• [EXERCISE DESCRIPTION]:
From the Wildfitness article below, write out word for word the passage that opens with the words "After two weeks" and closes with "Wildfitness ‘experiential retreat’.".

She wanted to offer a new approach to personal fitness that was less about feverish self-improvement and more about the pleasure of movement. Or even the pleasure of being alive.

By doing things because they feel natural and because we were built to do them — running, jumping off logs and climbing trees — Tara’s Wildfitness method can, so she says, ‘free us from our zoo mentality and help us find our wild mindset’.

Sound like claptrap? Maybe so. But stay with me, because it’s wonderful. The idea is to introduce people to the sort of robust, effortless fitness a wild animal takes part in: not simply physical fitness, but fitness of being.

And not because it means they will squeeze into their jeans more comfortably by the end of the week (though they probably will), but because the experience will be joyful and liberating.

A wild animal, Tara explains, has a ‘heightened alertness to environment and a sense of purpose that is noticeably dulled in zoo animals’.

Zoo animals, isolated from their natural environment, ‘suffer mentally, physically and spiritually as a result’, she claims, adding: ‘This is a powerful metaphor for humans. Isolate us from nature and we suffer.’

Modern life is spent indoors, removed from nature, yet the evidence stacks up that humans thrive better when they spend time closer to nature.

Wildfitness attempts to reintroduce people to their ‘animal’ or ‘ancient’ selves, simply by inspiring us to eat more naturally, move more freely and spend more time outside.

Daisy (pictured) experienced a three-hour session which involved standing barefoot and slowly rotating her ankles

‘Get people to eat fresh food and be physically active outside and, within days, an incredible blossoming and awakening occurs,’ says Tara.

After two weeks on her courses, living in harmony with nature, Tara says that she has witnessed guests’ skin disorders, depression and even diabetes fade away.

Which sounds marvellous. But, in practice, what does ‘rewilding’ entail? I spent a morning on a taster Wildfitness ‘experiential retreat’.

• [COLLECTED MATERIAL]:
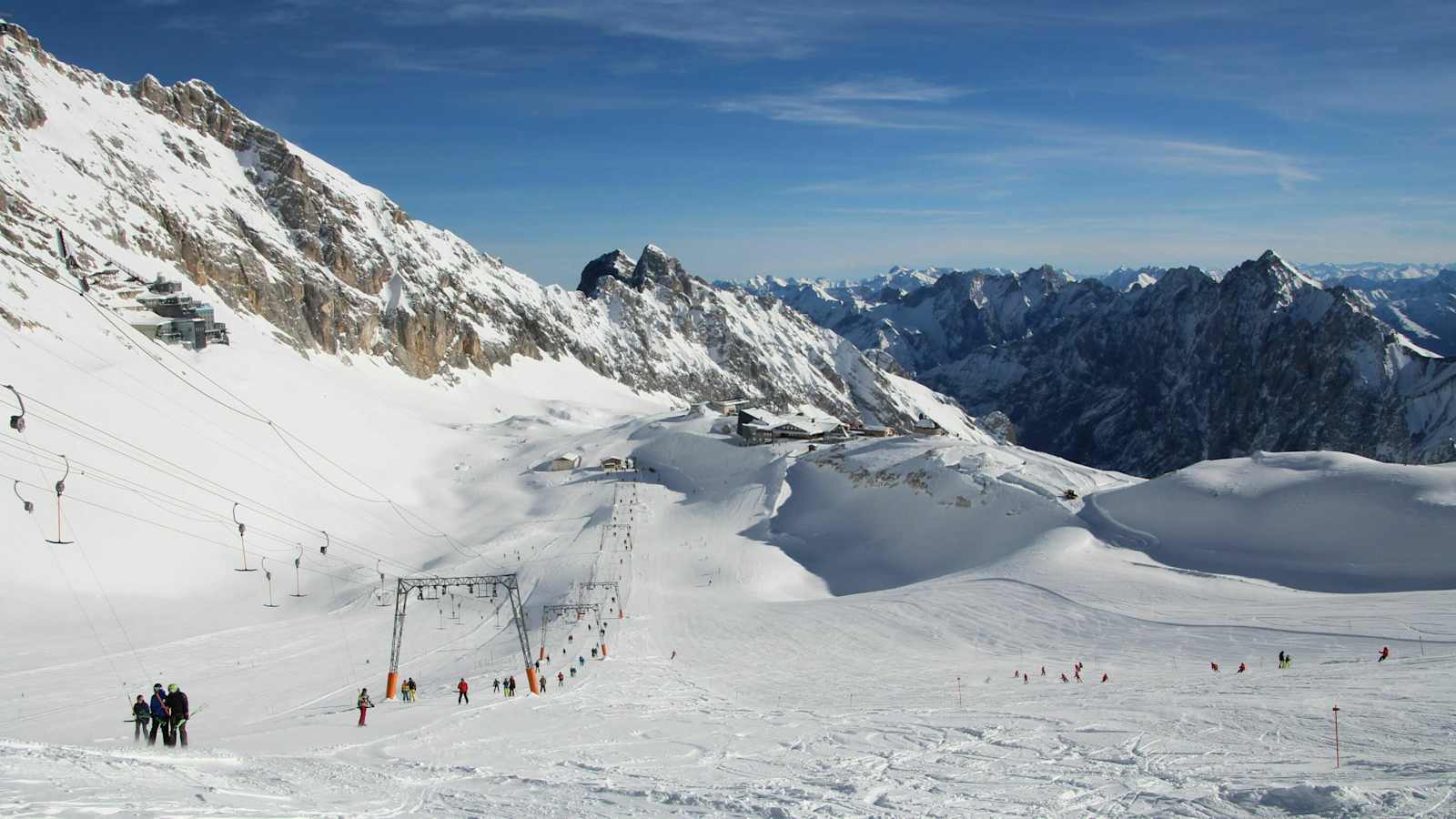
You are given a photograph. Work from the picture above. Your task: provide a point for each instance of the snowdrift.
(1315, 521)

• [TASK ANSWER]:
After two weeks on her courses, living in harmony with nature, Tara says that she has witnessed guests’ skin disorders, depression and even diabetes fade away.

Which sounds marvellous. But, in practice, what does ‘rewilding’ entail? I spent a morning on a taster Wildfitness ‘experiential retreat’.